Exercise details: What is needed here is an exact copy of all the records below.

Natural-language object grounding data
====================

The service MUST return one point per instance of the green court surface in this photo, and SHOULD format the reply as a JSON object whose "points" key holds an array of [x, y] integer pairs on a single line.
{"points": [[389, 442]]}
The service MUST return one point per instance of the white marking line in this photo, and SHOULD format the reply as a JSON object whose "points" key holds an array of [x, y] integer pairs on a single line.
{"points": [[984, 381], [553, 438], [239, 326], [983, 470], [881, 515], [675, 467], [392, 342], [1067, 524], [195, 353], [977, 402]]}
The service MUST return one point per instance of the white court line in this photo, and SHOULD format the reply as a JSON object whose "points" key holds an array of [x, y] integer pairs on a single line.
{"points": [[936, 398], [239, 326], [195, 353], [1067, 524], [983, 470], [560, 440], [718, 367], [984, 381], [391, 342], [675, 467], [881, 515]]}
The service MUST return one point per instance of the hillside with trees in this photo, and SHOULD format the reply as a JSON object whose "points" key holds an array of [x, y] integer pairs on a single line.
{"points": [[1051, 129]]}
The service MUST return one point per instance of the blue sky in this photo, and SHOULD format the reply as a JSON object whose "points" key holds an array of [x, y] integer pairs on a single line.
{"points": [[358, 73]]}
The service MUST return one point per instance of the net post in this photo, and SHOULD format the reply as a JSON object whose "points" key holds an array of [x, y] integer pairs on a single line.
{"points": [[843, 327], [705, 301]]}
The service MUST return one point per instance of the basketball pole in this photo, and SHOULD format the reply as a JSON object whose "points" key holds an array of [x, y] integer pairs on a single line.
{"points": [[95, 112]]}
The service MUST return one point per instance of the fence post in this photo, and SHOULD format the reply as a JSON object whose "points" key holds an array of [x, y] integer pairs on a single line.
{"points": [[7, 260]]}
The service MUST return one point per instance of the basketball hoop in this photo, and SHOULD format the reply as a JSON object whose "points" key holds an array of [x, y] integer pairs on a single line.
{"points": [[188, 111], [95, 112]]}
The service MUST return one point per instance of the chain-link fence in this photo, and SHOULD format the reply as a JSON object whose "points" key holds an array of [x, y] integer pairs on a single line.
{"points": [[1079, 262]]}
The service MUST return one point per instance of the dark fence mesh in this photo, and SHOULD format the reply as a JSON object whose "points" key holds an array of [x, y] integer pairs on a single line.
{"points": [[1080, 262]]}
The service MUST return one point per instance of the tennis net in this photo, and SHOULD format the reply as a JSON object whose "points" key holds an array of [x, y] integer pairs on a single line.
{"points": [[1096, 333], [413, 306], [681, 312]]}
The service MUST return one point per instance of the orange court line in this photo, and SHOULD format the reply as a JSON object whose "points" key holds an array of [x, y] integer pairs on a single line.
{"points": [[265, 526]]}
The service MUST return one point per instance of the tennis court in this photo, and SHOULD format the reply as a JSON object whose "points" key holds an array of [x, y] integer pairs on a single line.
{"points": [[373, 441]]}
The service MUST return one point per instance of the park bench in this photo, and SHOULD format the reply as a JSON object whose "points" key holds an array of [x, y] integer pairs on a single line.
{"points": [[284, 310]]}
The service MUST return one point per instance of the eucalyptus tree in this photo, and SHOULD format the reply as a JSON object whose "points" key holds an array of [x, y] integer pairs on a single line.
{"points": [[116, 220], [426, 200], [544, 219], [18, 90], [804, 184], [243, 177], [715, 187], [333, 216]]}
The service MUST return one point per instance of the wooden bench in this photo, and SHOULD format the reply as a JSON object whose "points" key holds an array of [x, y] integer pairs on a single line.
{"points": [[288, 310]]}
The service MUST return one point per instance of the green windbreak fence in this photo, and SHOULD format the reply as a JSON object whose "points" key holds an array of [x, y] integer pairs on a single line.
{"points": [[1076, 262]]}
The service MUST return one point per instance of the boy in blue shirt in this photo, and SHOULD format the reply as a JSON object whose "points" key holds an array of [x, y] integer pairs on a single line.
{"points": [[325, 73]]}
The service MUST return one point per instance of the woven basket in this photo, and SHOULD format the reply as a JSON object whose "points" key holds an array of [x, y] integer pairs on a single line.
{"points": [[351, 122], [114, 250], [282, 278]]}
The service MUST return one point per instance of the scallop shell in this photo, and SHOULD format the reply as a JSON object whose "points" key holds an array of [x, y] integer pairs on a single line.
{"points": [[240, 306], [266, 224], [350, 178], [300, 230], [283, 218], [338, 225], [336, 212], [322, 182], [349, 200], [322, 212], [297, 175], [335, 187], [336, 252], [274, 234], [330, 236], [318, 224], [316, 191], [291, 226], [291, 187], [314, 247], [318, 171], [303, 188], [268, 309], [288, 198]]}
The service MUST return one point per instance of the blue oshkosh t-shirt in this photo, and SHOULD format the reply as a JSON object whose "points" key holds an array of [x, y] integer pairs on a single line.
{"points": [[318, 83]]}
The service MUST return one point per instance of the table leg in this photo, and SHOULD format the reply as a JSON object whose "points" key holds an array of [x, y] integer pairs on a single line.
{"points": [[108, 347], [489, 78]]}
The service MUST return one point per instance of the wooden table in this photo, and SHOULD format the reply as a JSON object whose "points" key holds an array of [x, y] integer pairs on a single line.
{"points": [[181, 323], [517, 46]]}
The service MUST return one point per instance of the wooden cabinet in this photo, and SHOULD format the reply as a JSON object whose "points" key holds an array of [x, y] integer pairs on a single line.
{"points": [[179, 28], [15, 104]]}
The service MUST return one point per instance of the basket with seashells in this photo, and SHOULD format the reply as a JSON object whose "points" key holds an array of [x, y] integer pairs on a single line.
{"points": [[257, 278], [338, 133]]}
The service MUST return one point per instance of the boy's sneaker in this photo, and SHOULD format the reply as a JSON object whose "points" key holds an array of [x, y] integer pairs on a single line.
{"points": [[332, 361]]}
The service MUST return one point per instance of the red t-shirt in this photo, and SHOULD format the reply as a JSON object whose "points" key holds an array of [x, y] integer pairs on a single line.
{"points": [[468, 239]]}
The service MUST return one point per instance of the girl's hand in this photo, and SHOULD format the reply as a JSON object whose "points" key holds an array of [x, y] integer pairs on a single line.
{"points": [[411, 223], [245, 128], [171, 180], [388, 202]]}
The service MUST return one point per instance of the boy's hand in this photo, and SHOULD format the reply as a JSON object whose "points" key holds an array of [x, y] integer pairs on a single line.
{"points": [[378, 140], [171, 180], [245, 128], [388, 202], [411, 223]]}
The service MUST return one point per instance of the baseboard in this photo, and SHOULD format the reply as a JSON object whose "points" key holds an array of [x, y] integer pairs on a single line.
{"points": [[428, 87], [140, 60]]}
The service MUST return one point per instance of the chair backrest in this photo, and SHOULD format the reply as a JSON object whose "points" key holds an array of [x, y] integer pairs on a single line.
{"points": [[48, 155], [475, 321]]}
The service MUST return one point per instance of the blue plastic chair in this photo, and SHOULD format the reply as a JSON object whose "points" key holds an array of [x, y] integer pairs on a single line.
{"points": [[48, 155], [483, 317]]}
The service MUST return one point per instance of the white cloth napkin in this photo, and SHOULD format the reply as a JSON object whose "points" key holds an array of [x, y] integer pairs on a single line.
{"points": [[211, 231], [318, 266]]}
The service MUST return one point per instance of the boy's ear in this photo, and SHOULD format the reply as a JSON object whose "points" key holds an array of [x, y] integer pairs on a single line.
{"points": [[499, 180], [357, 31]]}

====================

Problem solution:
The service MUST return one point per instance of the green court surface in this photo, and SHOULD format the reply as a JSON object whose "points" key holds an array of [x, y] integer pairs on a single line.
{"points": [[389, 442]]}
The service MUST return one point per instance of the white marking line in this photo, and SHOULD format the reply as a JSON object whose "points" key holds an array of [x, y] integer pairs on a single line.
{"points": [[984, 381], [553, 438], [239, 326], [983, 470], [881, 515], [675, 467], [392, 342], [1067, 524], [195, 353], [977, 402]]}
The service MUST return one point per instance of the white court line in this photo, and SHOULD format the reply as a JSON object whose "points" key holds an array of [x, y] integer pairs on a single line.
{"points": [[936, 398], [239, 326], [195, 353], [1067, 524], [983, 470], [560, 440], [718, 367], [984, 381], [391, 342], [675, 467], [881, 515]]}
The service MUST return one point per instance of the hillside with trees in this photo, and SHOULD format the reply as a JSON object whose "points" key holds an array of [x, y] integer pairs on a single line.
{"points": [[1051, 129]]}
The service MUST return one point per instance of the blue sky in this photo, and SHOULD format the reply as a JSON object whose "points" key holds an array of [x, y] integer pairs on a single line.
{"points": [[358, 73]]}
The service MUST return one point per instance of the net post in this photo, and SHOULD format the reply as a JSON object whose "points" key holds an array of [x, y] integer pairs on a single line.
{"points": [[843, 327], [705, 301]]}
The service MUST return one point per instance of the basketball pole in this photo, and SHOULD format the reply as a JSON object whose "points" key holds an array of [x, y] integer pairs on a single line.
{"points": [[95, 112]]}
The service MUST return one point per instance of the fence post in this photo, and SHOULD format the reply as a JSON object whose "points" key holds an array of [x, y] integer pairs on a single line.
{"points": [[7, 260]]}
The service MUST return one point per instance of the basketball hoop in this photo, and SHOULD format the reply as a JSON object whose "points" key holds an array of [x, y] integer pairs on a single line.
{"points": [[188, 111], [95, 112]]}
The service MUST return one point per instance of the chain-link fence in this photo, and SHOULD format the reply as a JSON object whose "points" key holds an array of [x, y] integer pairs on a single line.
{"points": [[1079, 262]]}
The service MUST return one point per instance of the dark fence mesh in this photo, and SHOULD format the reply as a JSON object whose "points" key holds an array of [x, y] integer pairs on a single line.
{"points": [[1080, 262]]}
The service MUST return one point per instance of the tennis net in this photo, and SHOULD format the reply as a JSON object whose "points" key holds an array of [x, y] integer pairs on a single line.
{"points": [[1096, 333], [413, 306], [681, 312]]}
The service MUST return one point per instance of the orange court line in this photo, and SHOULD format the reply as a JSON object whose "points" key holds an array of [x, y] integer pairs on a single line.
{"points": [[265, 526]]}
The service MUST return one point per instance of the tennis court in this photo, and SHOULD format the reply as a JSON object whose "points" key holds an array of [x, y] integer pairs on a single line.
{"points": [[373, 441]]}
The service MUST return one point per instance of the park bench in this photo, and SHOULD format the reply as a JSON object whose "points" key holds an array of [x, y] integer pairs on a single line.
{"points": [[284, 310]]}
The service MUST return one point per instance of the eucalyptus tree in this photo, and SHOULD format the reply as a JSON object whose "points" key holds an array of [x, y] integer pairs on a single line.
{"points": [[116, 220], [426, 200], [544, 219], [18, 90], [804, 184], [243, 177], [715, 187], [333, 216]]}
The service MUST return one point per instance of the wooden bench in this photo, and SHOULD format the reply as a JSON object whose "points" key holds an array of [x, y] integer pairs on a single line.
{"points": [[288, 310]]}
The service MUST return one point per instance of the green windbreak fence in this photo, and SHOULD format the reply as a JSON object whose "points" key holds an array of [x, y] integer pairs on a single line.
{"points": [[1076, 262]]}
The service MUST return one point per instance of the boy in blue shirt in this photo, and SHOULD format the reply as a JSON object whose "points" key holds an array of [x, y] integer pairs on a single line.
{"points": [[325, 73]]}
The service MUST return one point per instance of the woven basket in this photo, and SHOULD format the reply as a JSON object whose "points" key holds an array of [x, y] integer pairs on a single line.
{"points": [[351, 122], [114, 250], [282, 278]]}
The service MUST return one point per instance of the scallop shell in this photo, and SHOULD format the reply as a JSON object whose "points" key holds an array of [x, y] integer pairs on a single line.
{"points": [[240, 306], [266, 224], [350, 178], [300, 230], [283, 218], [338, 225], [336, 212], [322, 182], [349, 200], [322, 212], [297, 175], [335, 187], [336, 252], [274, 234], [330, 236], [318, 224], [316, 191], [291, 226], [291, 187], [314, 247], [318, 171], [303, 188], [268, 309], [288, 198]]}
The service MUST return one point per instance of the blue oshkosh t-shirt in this photo, and SHOULD format the reply as a JSON object whose "points" key holds an array of [x, y] integer pairs on a single line.
{"points": [[318, 83]]}
The service MUST return one point per instance of the table leg in this photo, and SHOULD format the reply as a JSON object whose "points" key holds an array of [x, y] integer pairs on a single line.
{"points": [[108, 347], [489, 78]]}
The service MUST return one point per instance of the wooden table in this photo, and SHOULD format the reply as a JSON object whose "points" key holds an array of [x, y] integer pairs on a single line.
{"points": [[181, 323], [517, 46]]}
The service MUST return one point per instance of the wooden cabinet in this photo, and SHOULD format the reply as a JSON object whose "points" key holds an array of [x, y] integer pairs on a single line.
{"points": [[179, 28], [15, 104]]}
The service MUST return one point per instance of the basket with seashells in this photo, and SHOULD format the reply as a JSON object whose "points" key holds an array of [x, y] integer pairs on a single line.
{"points": [[257, 278], [338, 133]]}
The service MUST return one point per instance of the boy's sneaker in this photo, and SHOULD format the reply as a JSON object whose "points" key holds an array of [x, y] integer pairs on a single line.
{"points": [[332, 361]]}
The service MUST return one point per instance of the red t-shirt in this photo, and SHOULD format the reply as a JSON object whose "points" key holds an array of [x, y] integer pairs on a single line.
{"points": [[468, 239]]}
The service MUST return one point per instance of the girl's hand in this photo, and SHOULD format the reply as a JSON object whose "points" key holds an array of [x, y] integer pairs on a single line.
{"points": [[411, 223], [245, 128], [171, 180], [388, 202]]}
The service MUST return one point per instance of the boy's hand in this photo, and SHOULD format the reply as a JSON object whose "points" key holds an array of [x, y] integer pairs on a single line.
{"points": [[378, 140], [171, 180], [245, 128], [388, 202], [411, 223]]}
The service MUST return one point per instance of the baseboard in this photo, and SHOULD format the reply as a JSON object whose "points" key holds an array of [x, y] integer pairs on a single line.
{"points": [[428, 87], [140, 60]]}
The service MUST return one point per instance of the chair backrest in this photo, and SHOULD format the reply as a JSON object whose "points" key holds an array of [x, y] integer pairs on a single line.
{"points": [[48, 155], [475, 321]]}
The service MUST return one point per instance of the blue plastic chair in this photo, and SHOULD format the reply as a JSON object whose "points" key holds an array of [x, y] integer pairs on a single line.
{"points": [[48, 155], [483, 317]]}
The service MUST return one point per instance of the white cloth napkin in this photo, and SHOULD format the reply as a JSON object whose "points" key holds an array of [x, y] integer pairs on a single line.
{"points": [[211, 231], [318, 266]]}
The service MUST return one point per instance of the boy's ear in this photo, and SHOULD format the reply as a JSON object whose "points" key holds an array of [x, y] integer pairs on a single line.
{"points": [[499, 180], [357, 31]]}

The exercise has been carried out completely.